Since 2000, the AAMC has been honored to partner with the Centers for Disease Control and Prevention (CDC) in cooperative agreements that facilitate a wide range of activities to improve and increase collaborations between academic medicine and public health, support enhanced teaching of concepts of population health, and provide practical hands-on experience at the community level. Both parties recognized that improved coordination between medicine and public health would help improve the health of populations.
Previous cooperative agreements promoted the academic medical community's participation in CDC's efforts to prevent and control disease, injury, and disability. This was accomplished by allowing AAMC member institutions to participate more fully in the CDC's extramural research activities and through "in-house" projects directed by AAMC.
Priority Areas of Interest
- Promoting the teaching of prevention and public health in academic medical centers
- Promoting the training of public health and prevention researchers within academic medical centers
- Increasing the number of underrepresented minority students in medical schools
- Activities to eliminate health disparities
- Building public health workforce capacity
The RMPHEC Initiative was developed to support the improvement of population health, public health, and prevention education for medical students and residents. Grantees were required to partner with at least one state or local public health agency to help integrate this content into their curricula. Grantees developed educational approaches and materials consistent with their institutions' curricular structures and themes.

→ **Data shown**:
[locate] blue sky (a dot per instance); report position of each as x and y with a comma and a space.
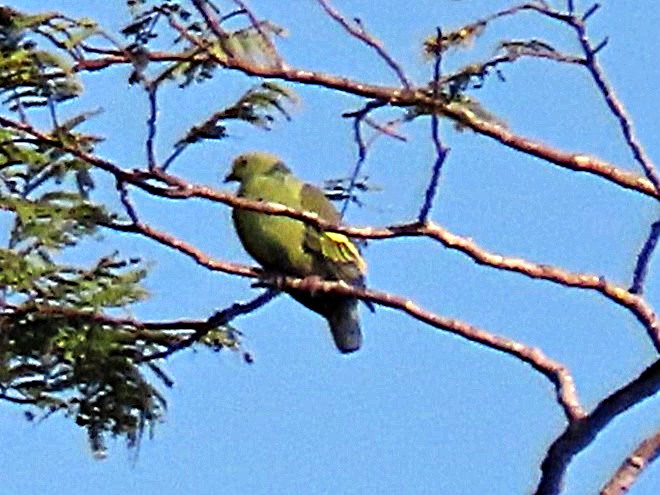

→ **Required work**:
• a. For the AAMC–CDC partnership passage, say whether each statement agrees with it: (i) the AAMC has partnered with the CDC since 2000; (ii) RMPHEC grantees had to partner with at least two public health agencies; (iii) building public health workforce capacity is named as a priority area of interest. For each, answer yes or no and quote the passage's deciding words.
• b. Resume the AAMC–CDC partnership passage right after its final sentence and write what follows.

→ **Answers per task**:
• a.
(i) Yes: "Since 2000, the AAMC has been honored to partner with the Centers for Disease Control and Prevention (CDC)"
(ii) No: "Grantees were required to partner with at least one state or local public health agency"
(iii) Yes: "Building public health workforce capacity"

• b.
Enduring outcomes of grantee work include curricular and administrative changes to support the inclusion of public health in their educational programming, increased institutional interest in MD-MPH and preventive medicine residency programs, and the development of productive partnerships with public health colleagues.
Publications, population health competencies, and the development of web resources helped to disseminate RMPHEC and RMPHEC-GME work, while consultations with non-RMPHEC institutions, involvement in AFMC, LCME, and NBME activities, and conferences provided opportunities to learn what was occurring at other institutions and broaden the network of educators and public health professionals with interests in this area. Although funding was limited to a small proportion of medical schools and residencies, collaborative activities helped to address medical education policies at a national level and to share RMPHEC experiences and resources beyond the grantees.
In 2003, seven medical schools became pilot RMPHEC sites through a competitive process. Although planned as a multi-year activity, funding beyond the first year was not available, and the pilot program was discontinued. The selected pilot sites were Mercer University School of Medicine, Morehouse School of Medicine, Northeastern Ohio Universities College of Medicine, SUNY Upstate Medical University, Texas Tech School of Medicine, University of Kansas School of Medicine, and the University of New Mexico School of Medicine.
In early 2006, AAMC and CDC embarked on a second phase of the RMPHEC project. A call for proposals was developed that requested that applicants "fully integrate population health into the medical school curriculum."
All LCME-accredited U.S. medical schools, including those that had participated in the pilot RMPHEC project, were eligible to compete for this opportunity. As in the pilot, medical schools were required to collaborate with public health practitioners at state or local public health agencies.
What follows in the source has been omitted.